• [Task]: Extract from the material below each line that contains the string "target", copying every such line in full.

• [Excerpted records]:
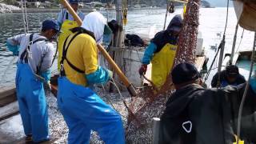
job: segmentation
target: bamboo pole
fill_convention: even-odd
[[[70,5],[68,3],[68,2],[66,0],[60,0],[60,2],[66,8],[66,10],[70,12],[70,14],[72,14],[74,19],[78,22],[78,26],[81,26],[82,21],[80,19],[80,18],[78,16],[78,14],[74,11],[73,8],[70,6]],[[99,50],[99,51],[101,51],[101,53],[105,57],[105,58],[107,60],[107,62],[110,63],[110,65],[112,66],[113,70],[119,76],[121,81],[126,86],[130,94],[131,94],[132,96],[137,95],[137,91],[136,91],[135,88],[134,87],[134,86],[132,85],[132,83],[130,83],[129,82],[128,78],[122,72],[120,68],[114,62],[114,60],[111,58],[111,57],[109,55],[109,54],[106,51],[106,50],[103,48],[103,46],[101,44],[98,44],[97,47]]]

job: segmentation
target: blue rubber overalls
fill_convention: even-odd
[[[33,34],[30,34],[30,43],[32,39]],[[38,40],[35,40],[33,43]],[[26,49],[30,50],[30,47],[29,44]],[[43,84],[36,78],[29,66],[26,50],[18,64],[15,81],[25,134],[32,134],[33,141],[35,142],[49,139],[48,112]]]
[[[90,88],[74,84],[66,77],[64,60],[68,62],[72,69],[84,74],[84,71],[67,60],[66,56],[70,43],[65,49],[66,42],[61,61],[62,77],[58,80],[58,106],[69,127],[68,143],[89,144],[92,130],[98,132],[106,144],[124,144],[124,130],[121,116]]]

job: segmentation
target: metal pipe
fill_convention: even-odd
[[[237,144],[238,144],[239,138],[240,138],[240,131],[241,131],[241,119],[242,119],[242,108],[243,108],[243,104],[246,101],[246,97],[247,95],[248,89],[249,89],[249,85],[250,85],[250,77],[254,70],[254,53],[255,53],[255,46],[256,45],[256,31],[254,32],[254,47],[253,47],[253,51],[252,51],[252,55],[251,55],[251,62],[250,62],[250,74],[249,74],[249,78],[246,82],[246,86],[245,88],[245,91],[242,95],[242,98],[241,101],[241,104],[239,106],[239,111],[238,111],[238,138],[237,138]]]
[[[235,26],[235,32],[234,32],[234,39],[233,39],[233,46],[232,46],[231,57],[230,57],[230,65],[232,65],[232,63],[233,63],[234,49],[235,49],[235,45],[236,45],[236,42],[237,42],[238,30],[238,22],[237,23],[237,26]]]
[[[160,118],[153,118],[153,142],[152,144],[159,143],[159,126],[160,126]]]
[[[217,88],[219,88],[220,86],[220,79],[221,79],[221,70],[222,67],[222,61],[223,61],[223,55],[224,55],[224,48],[225,48],[225,35],[223,36],[223,39],[222,42],[222,47],[221,47],[221,51],[219,54],[219,59],[218,59],[218,84],[217,84]]]

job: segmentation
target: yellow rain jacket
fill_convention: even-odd
[[[83,19],[85,17],[82,12],[78,12],[78,14],[81,19]],[[67,13],[66,10],[62,10],[58,14],[58,22],[62,26],[61,27],[62,33],[58,36],[58,70],[59,70],[64,41],[69,35],[72,34],[72,32],[70,30],[74,27],[78,27],[78,25],[74,20],[72,15]]]
[[[151,80],[159,89],[166,82],[174,62],[178,35],[173,34],[172,32],[179,31],[182,25],[182,17],[174,16],[167,29],[157,33],[145,50],[142,62],[148,65],[151,62]]]
[[[167,43],[152,58],[151,80],[157,86],[162,86],[168,77],[176,54],[177,46]]]

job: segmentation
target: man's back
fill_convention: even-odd
[[[68,43],[75,34],[76,33],[71,34],[68,38],[65,49],[66,49]],[[94,72],[98,69],[97,65],[93,65],[95,62],[91,62],[97,61],[97,54],[95,40],[86,34],[78,34],[73,42],[71,42],[67,50],[66,58],[74,66],[81,70],[84,70],[85,73],[82,74],[76,71],[70,67],[66,61],[64,61],[65,73],[67,78],[73,83],[86,86],[87,83],[85,78],[86,73]]]
[[[192,123],[192,133],[189,134],[193,134],[194,142],[190,143],[231,143],[234,139],[230,122],[234,117],[237,118],[244,86],[206,90],[197,84],[188,85],[170,97],[161,118],[162,124],[174,126],[170,122],[185,114]],[[248,101],[256,102],[254,94],[249,90]],[[250,106],[250,103],[245,105],[245,107]],[[169,142],[181,143],[178,141]]]

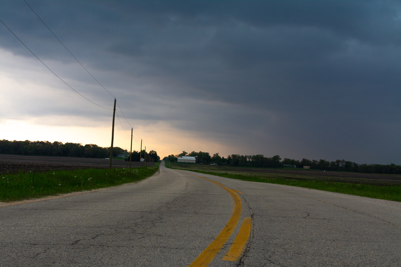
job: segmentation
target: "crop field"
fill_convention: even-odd
[[[151,165],[154,164],[154,163],[151,163]],[[21,171],[25,173],[88,168],[104,169],[108,168],[109,165],[110,160],[106,159],[0,154],[0,174],[15,174]],[[131,162],[131,167],[139,166],[139,162]],[[113,158],[112,167],[128,168],[129,161],[125,161],[121,158]]]
[[[166,167],[232,179],[401,201],[401,175],[167,163]]]
[[[145,179],[158,170],[158,163],[139,167],[132,162],[130,169],[123,159],[113,162],[109,169],[107,159],[0,155],[0,201],[115,186]]]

• [Correct output]:
target: bamboo pole
target: blue rubber overalls
target: metal pipe
target: yellow rain jacket
target: man's back
target: "crop field"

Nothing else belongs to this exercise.